> _Exercise requirements_:
1. According to the article on the Soweto Gospel Choir, how many cities are on the choir's North American tour?
2. Rewrite the passage of the Soweto Gospel Choir article starting at "Not that Bok" and ending at "well for itself.", putting "homegrown" in place of "grassroots".
3. Extend the article on the Soweto Gospel Choir beyond its final sentence.

> _Page excerpt_:
By Gerald M. Gay
Arizona Daily Star
Tucson, Arizona | Published: 04.13.2007
Lucas Bok is pumped on the eve of the Soweto Gospel Choir’s first visit to the Old Pueblo.
But it isn’t our majestic mountain ranges or delightfully warm weather he’s looking forward to.
Tucson is one of the last destinations on Soweto’s three-month-long, 47-city North American tour.
A few more stops and the 26-strong chorus will be on its way back to South Africa for a couple months of well-deserved rest and relaxation.
“One of our guys is getting married when we get back so we are all looking forward to that,” said Bok, the choir’s music director, in a phone interview last week from California. “We are ready to go home and spend some time with our families.”
Not that Bok isn’t proud of the work the Soweto Gospel Choir has done on this tour or over the past five years since its creation.
Like Ireland’s Celtic Woman and China’s Twelve Girls Band, the Soweto Gospel Choir is more commercial than grassroots, a cultural powerhouse created just as much to profit off as to expose the strong gospel culture found in Johannesburg’s South Western Townships.
In both respects, the group has done quite well for itself.

> _Information given_:
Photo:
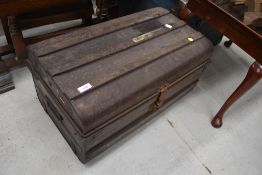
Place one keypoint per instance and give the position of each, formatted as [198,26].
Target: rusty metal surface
[101,72]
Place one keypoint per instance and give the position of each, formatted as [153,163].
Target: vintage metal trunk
[99,83]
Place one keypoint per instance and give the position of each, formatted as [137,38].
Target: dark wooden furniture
[246,38]
[18,15]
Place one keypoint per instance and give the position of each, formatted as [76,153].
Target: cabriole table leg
[253,76]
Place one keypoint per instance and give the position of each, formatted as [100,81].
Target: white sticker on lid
[84,88]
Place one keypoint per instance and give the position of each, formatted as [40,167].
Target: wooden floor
[179,141]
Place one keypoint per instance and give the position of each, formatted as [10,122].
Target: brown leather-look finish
[99,83]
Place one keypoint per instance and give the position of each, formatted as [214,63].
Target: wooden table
[243,36]
[13,32]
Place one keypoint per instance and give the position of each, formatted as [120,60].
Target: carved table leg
[253,76]
[228,43]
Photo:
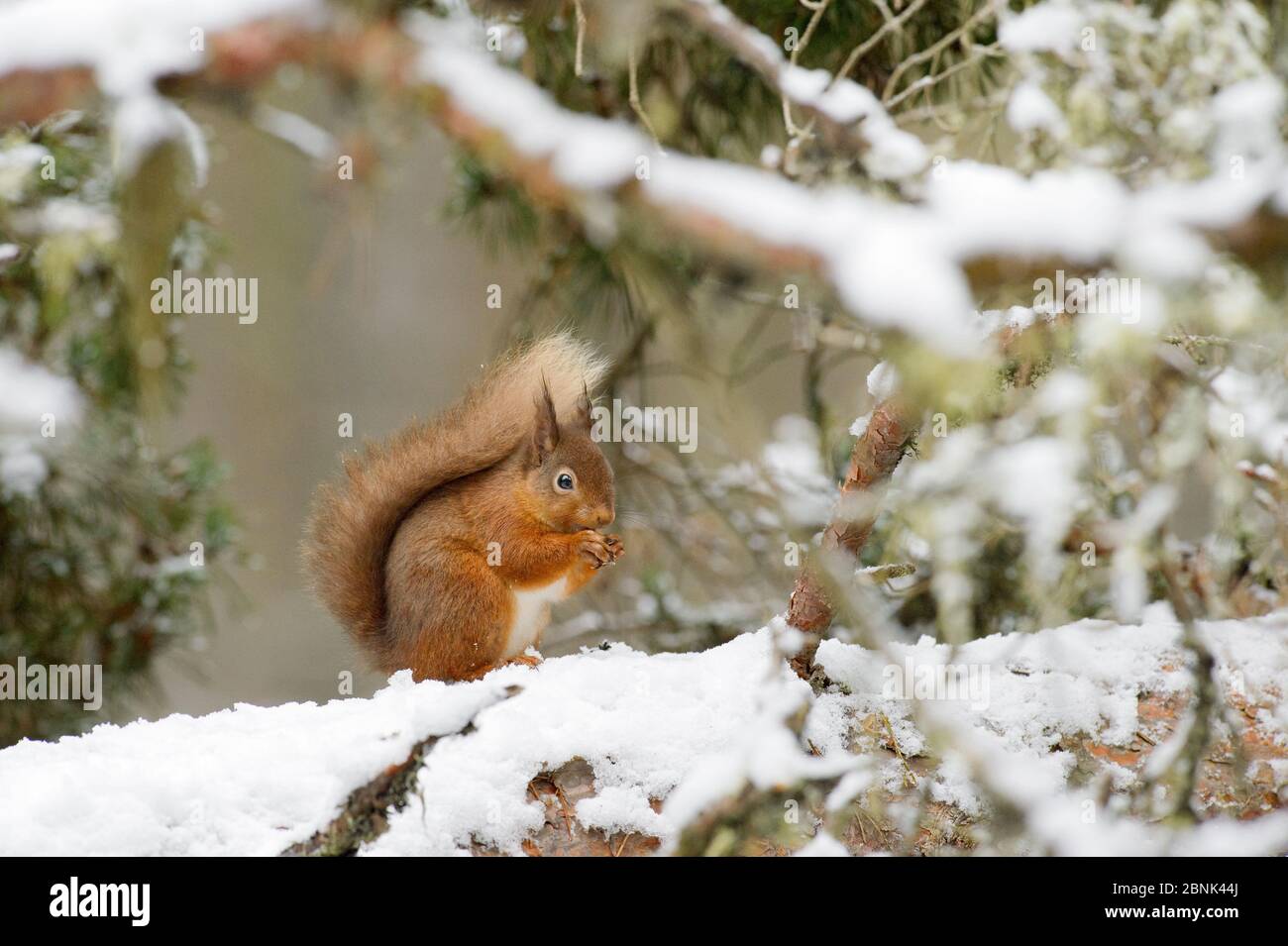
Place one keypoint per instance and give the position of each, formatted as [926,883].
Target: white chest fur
[531,615]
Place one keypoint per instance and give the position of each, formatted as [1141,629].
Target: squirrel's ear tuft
[581,415]
[545,433]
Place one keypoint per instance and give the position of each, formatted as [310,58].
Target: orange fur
[424,554]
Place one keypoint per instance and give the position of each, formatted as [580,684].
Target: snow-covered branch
[631,748]
[912,266]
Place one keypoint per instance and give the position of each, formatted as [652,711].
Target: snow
[1031,110]
[898,265]
[883,381]
[1052,26]
[248,781]
[690,729]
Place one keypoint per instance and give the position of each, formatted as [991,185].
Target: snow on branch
[632,749]
[849,112]
[903,265]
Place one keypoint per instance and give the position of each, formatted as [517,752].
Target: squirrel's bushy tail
[353,521]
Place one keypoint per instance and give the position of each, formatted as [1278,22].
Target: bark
[872,461]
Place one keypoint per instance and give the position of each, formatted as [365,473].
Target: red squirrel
[446,545]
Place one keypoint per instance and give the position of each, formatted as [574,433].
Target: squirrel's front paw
[597,550]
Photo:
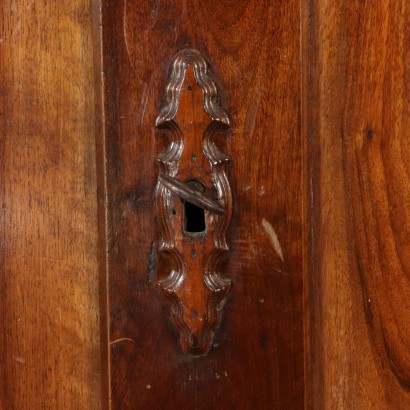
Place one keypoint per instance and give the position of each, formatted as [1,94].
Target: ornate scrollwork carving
[188,272]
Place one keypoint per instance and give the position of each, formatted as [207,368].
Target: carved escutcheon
[193,201]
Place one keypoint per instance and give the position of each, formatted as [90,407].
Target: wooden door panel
[257,357]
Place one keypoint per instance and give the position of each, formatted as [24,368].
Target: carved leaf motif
[188,270]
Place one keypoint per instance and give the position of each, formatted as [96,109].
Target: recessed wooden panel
[359,119]
[257,360]
[49,343]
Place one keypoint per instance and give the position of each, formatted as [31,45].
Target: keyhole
[194,218]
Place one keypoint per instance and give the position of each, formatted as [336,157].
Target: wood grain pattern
[254,48]
[359,124]
[49,277]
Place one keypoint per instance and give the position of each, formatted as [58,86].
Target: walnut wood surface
[257,361]
[49,345]
[359,115]
[187,270]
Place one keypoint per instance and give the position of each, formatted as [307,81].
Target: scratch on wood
[273,238]
[151,262]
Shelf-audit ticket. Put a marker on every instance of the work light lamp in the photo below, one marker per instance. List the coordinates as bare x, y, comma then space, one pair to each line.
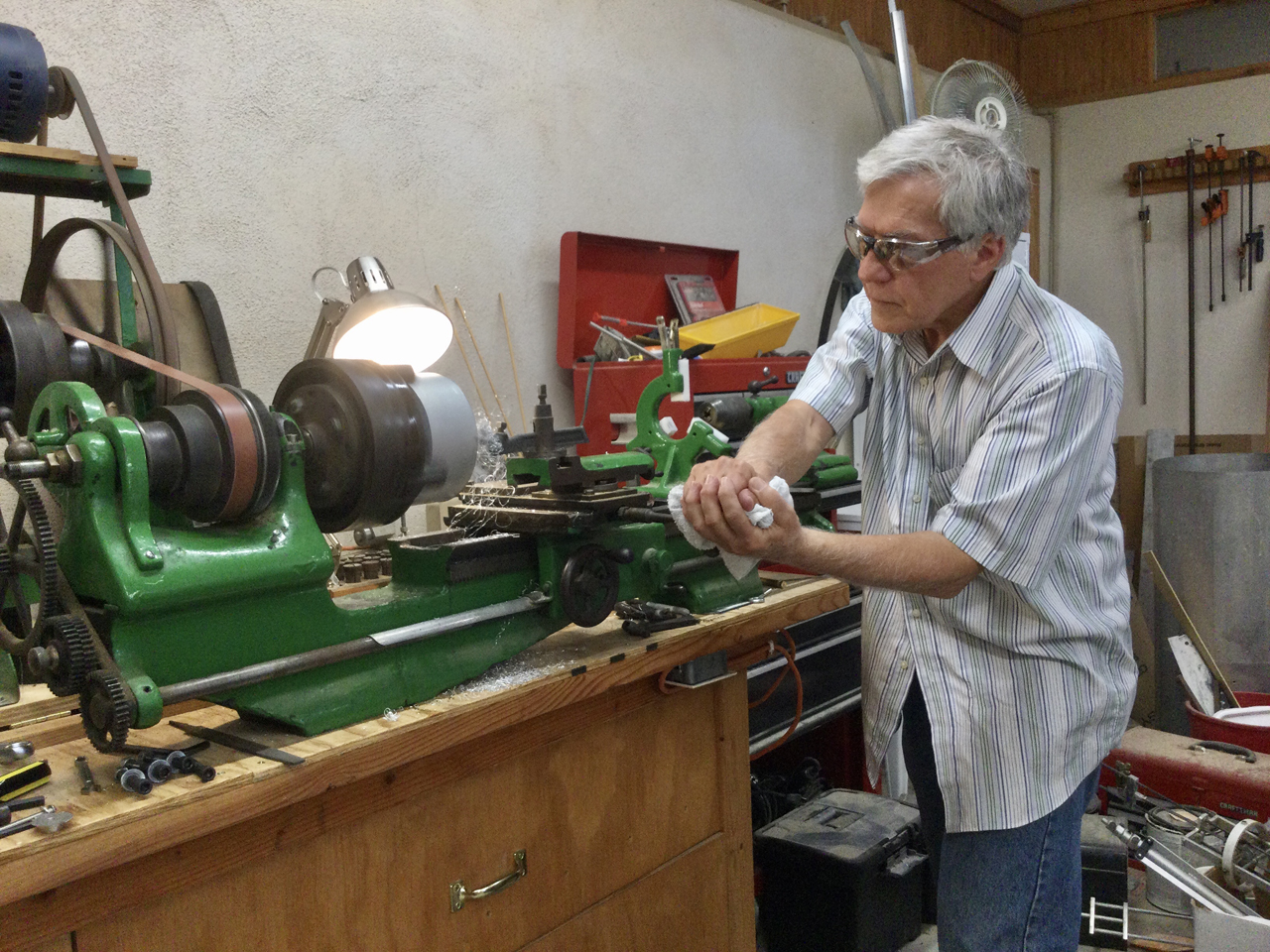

> _Outputs by task_:
1. 47 cities.

2.
Not that Bok isn’t proud of the work the Soweto Gospel Choir has done on this tour or over the past five years since its creation.
Like Ireland’s Celtic Woman and China’s Twelve Girls Band, the Soweto Gospel Choir is more commercial than homegrown, a cultural powerhouse created just as much to profit off as to expose the strong gospel culture found in Johannesburg’s South Western Townships.
In both respects, the group has done quite well for itself.

3.
Soweto has performed in-country for the likes of former South African President Nelson Mandela and Archbishop Emeritus of Cape Town Desmond Tutu.
Globally, the choir has toured nonstop, performing regularly in the United States, Australia, Europe and parts of Asia.
Bok, who was first brought into Soweto as the bass player, said he has experienced some fantastic things as a part of the group.
He was there to play Carnegie Hall in 2005 and again in February — concerts he called “mind-blowing” — and on hand to help accept the Grammy the choir won for its sophomore album, “Blessed,” earlier this year.
“I was a little bit surprised how popular we have become because I thought Ladysmith Black Mambazo had already been all over,” Bok said. “But we are ushering a new sound overseas. We came with something new. We are so fortunate God allowed us to do that.”
Bok said the group has also been fortunate enough to give back to its community. Part of the money earned during Soweto’s tours goes to Nkosi’s Haven, a foundation the choir adopted to help support families ravaged by HIV/AIDS.
Nearly 19 percent of the country’s population is infected with HIV/AIDS, and South Africa has the sixth-highest incidence of HIV in the world, according to the AIDS Foundation South Africa Web site (www.aids.org.za).
Soweto has raised more than $210,000 to help families pay for housing, food, school clothing, electricity and funeral costs.
“This is not a foreign thing to us,” Bok said. “We see people with AIDS and we see what it does to the family. It destroys them. I remember the pact we made when we went on tour the first time. We told ourselves, if we break this thing and get this done, then we will do whatever it takes to try and help our people. As Africans we need to take it upon ourselves and do it.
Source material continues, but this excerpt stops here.